Reproduce all of the listing below without alteration.
DATASET RECORDS start
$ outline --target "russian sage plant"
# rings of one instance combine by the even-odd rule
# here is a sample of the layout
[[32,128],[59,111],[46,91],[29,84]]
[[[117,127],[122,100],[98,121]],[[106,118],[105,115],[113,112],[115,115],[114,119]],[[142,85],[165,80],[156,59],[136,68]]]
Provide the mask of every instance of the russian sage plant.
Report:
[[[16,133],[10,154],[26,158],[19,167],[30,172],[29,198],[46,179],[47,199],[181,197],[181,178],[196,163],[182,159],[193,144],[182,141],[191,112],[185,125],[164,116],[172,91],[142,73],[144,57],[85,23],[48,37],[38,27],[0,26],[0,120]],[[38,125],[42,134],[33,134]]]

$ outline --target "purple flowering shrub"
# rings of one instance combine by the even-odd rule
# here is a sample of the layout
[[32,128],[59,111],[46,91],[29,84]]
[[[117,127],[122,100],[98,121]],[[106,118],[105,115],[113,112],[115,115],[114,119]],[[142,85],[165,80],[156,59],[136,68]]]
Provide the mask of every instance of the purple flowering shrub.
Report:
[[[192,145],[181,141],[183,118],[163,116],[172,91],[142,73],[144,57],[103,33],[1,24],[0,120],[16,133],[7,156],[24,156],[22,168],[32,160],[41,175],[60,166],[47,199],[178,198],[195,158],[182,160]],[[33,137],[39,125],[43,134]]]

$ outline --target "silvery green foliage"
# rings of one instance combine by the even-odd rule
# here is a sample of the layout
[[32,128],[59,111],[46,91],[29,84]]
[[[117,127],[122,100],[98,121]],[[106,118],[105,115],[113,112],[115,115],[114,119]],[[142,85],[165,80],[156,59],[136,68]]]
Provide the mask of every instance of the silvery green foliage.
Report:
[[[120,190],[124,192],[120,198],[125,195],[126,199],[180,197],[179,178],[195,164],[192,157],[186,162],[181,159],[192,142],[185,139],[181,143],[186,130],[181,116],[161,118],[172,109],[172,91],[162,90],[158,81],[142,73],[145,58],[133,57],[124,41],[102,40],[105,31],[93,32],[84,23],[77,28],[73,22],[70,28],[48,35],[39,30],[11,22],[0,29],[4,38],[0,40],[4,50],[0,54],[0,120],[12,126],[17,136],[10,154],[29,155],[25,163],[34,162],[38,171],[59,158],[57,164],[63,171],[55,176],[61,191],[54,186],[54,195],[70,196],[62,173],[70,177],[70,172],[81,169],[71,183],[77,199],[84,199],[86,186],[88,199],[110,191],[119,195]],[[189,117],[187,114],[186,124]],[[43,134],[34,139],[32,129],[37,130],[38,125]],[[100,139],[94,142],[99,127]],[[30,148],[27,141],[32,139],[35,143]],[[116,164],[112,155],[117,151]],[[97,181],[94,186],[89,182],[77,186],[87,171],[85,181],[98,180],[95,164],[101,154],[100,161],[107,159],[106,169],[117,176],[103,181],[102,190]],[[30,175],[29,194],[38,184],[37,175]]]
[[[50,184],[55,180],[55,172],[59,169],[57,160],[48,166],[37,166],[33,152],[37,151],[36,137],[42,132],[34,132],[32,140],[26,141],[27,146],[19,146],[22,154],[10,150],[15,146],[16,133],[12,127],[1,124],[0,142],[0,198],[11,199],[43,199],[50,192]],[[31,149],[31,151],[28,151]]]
DATASET RECORDS end
__ANSWER TO THIS EXERCISE__:
$ outline --target "russian sage plant"
# rings of one instance combine by the even-odd rule
# here is a sample of the layout
[[32,128],[59,111],[46,91],[29,84]]
[[[117,127],[122,100],[98,121]],[[106,118],[105,115],[113,112],[115,115],[114,119]],[[142,85],[165,80],[156,59],[136,68]]]
Provide the mask of every instance of the russian sage plant.
Report:
[[[16,133],[10,154],[26,158],[19,167],[30,172],[29,198],[46,179],[47,199],[181,197],[181,178],[196,163],[182,159],[193,144],[182,141],[191,112],[185,125],[164,116],[172,91],[142,73],[144,57],[85,23],[48,37],[38,27],[0,26],[0,120]],[[38,125],[42,134],[33,134]]]

$ outline --target "purple flowering shrub"
# rings of one instance combine by the even-odd rule
# here is a sample of the layout
[[32,128],[59,111],[46,91],[29,84]]
[[[117,127],[122,100],[98,121]],[[106,118],[105,115],[113,112],[115,115],[114,119]],[[142,85],[165,80],[156,59],[136,68]]]
Provide the mask of every instance of the purple flowering shrub.
Report:
[[[192,145],[181,141],[183,118],[163,116],[172,91],[142,73],[144,57],[103,33],[1,24],[0,120],[16,133],[7,156],[24,156],[22,168],[32,160],[41,175],[60,166],[47,199],[178,198],[195,158],[182,160]],[[33,137],[39,125],[43,134]]]

$ outline --target "silvery green foliage"
# rings of one instance combine by the even-odd rule
# here is a sample of the layout
[[32,128],[59,111],[46,91],[29,84]]
[[[117,127],[122,100],[98,121]],[[106,118],[105,115],[113,112],[115,115],[114,119]],[[142,85],[165,80],[156,59],[136,68]]]
Provide the mask of every instance of the silvery green foliage.
Report:
[[[120,190],[124,192],[120,198],[125,195],[126,199],[180,197],[179,178],[195,164],[192,157],[186,162],[181,159],[192,142],[185,139],[181,143],[186,130],[181,116],[161,118],[172,109],[172,91],[162,90],[158,81],[142,73],[145,58],[133,57],[124,41],[102,40],[105,31],[93,32],[84,23],[77,28],[73,22],[70,28],[48,35],[39,30],[11,22],[0,29],[4,38],[0,40],[4,50],[0,54],[0,120],[12,126],[17,136],[10,154],[29,155],[25,163],[34,162],[38,171],[59,158],[57,164],[63,171],[55,176],[61,191],[54,186],[54,195],[70,196],[62,173],[70,177],[70,172],[81,169],[71,183],[77,199],[84,199],[86,186],[88,199],[110,191],[119,195]],[[189,117],[187,114],[186,124]],[[43,134],[34,139],[32,129],[37,130],[38,125]],[[100,139],[94,142],[99,127]],[[30,148],[27,141],[32,139],[35,143]],[[116,164],[112,155],[117,151]],[[97,181],[94,186],[89,182],[77,186],[87,171],[85,181],[98,180],[95,164],[101,154],[100,161],[107,159],[106,169],[117,176],[103,181],[102,190]],[[30,175],[29,194],[38,184],[37,175]]]
[[[50,184],[55,180],[55,172],[59,169],[57,160],[48,166],[37,166],[33,152],[37,151],[36,137],[42,132],[34,132],[32,140],[26,141],[27,146],[19,146],[22,154],[10,150],[15,146],[16,133],[12,127],[1,124],[0,142],[0,198],[11,199],[43,199],[50,192]],[[31,149],[31,151],[28,151]]]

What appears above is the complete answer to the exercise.